§ **EXERCISE OBJECTIVE**
The answer must be every entry, retyped without a single difference.

§ **DATASET RECORDS**
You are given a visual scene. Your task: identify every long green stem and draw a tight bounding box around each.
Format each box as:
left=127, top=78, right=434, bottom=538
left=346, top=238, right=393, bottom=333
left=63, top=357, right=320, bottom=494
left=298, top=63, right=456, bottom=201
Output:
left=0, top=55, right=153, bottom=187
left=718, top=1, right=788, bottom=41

§ **EXERCISE ANSWER**
You are given a visual scene. Your task: identify every long green stem and draw a tight bounding box around each.
Format each box as:
left=127, top=78, right=434, bottom=538
left=346, top=238, right=393, bottom=333
left=63, top=357, right=320, bottom=494
left=298, top=63, right=456, bottom=201
Output:
left=0, top=55, right=153, bottom=187
left=718, top=1, right=788, bottom=41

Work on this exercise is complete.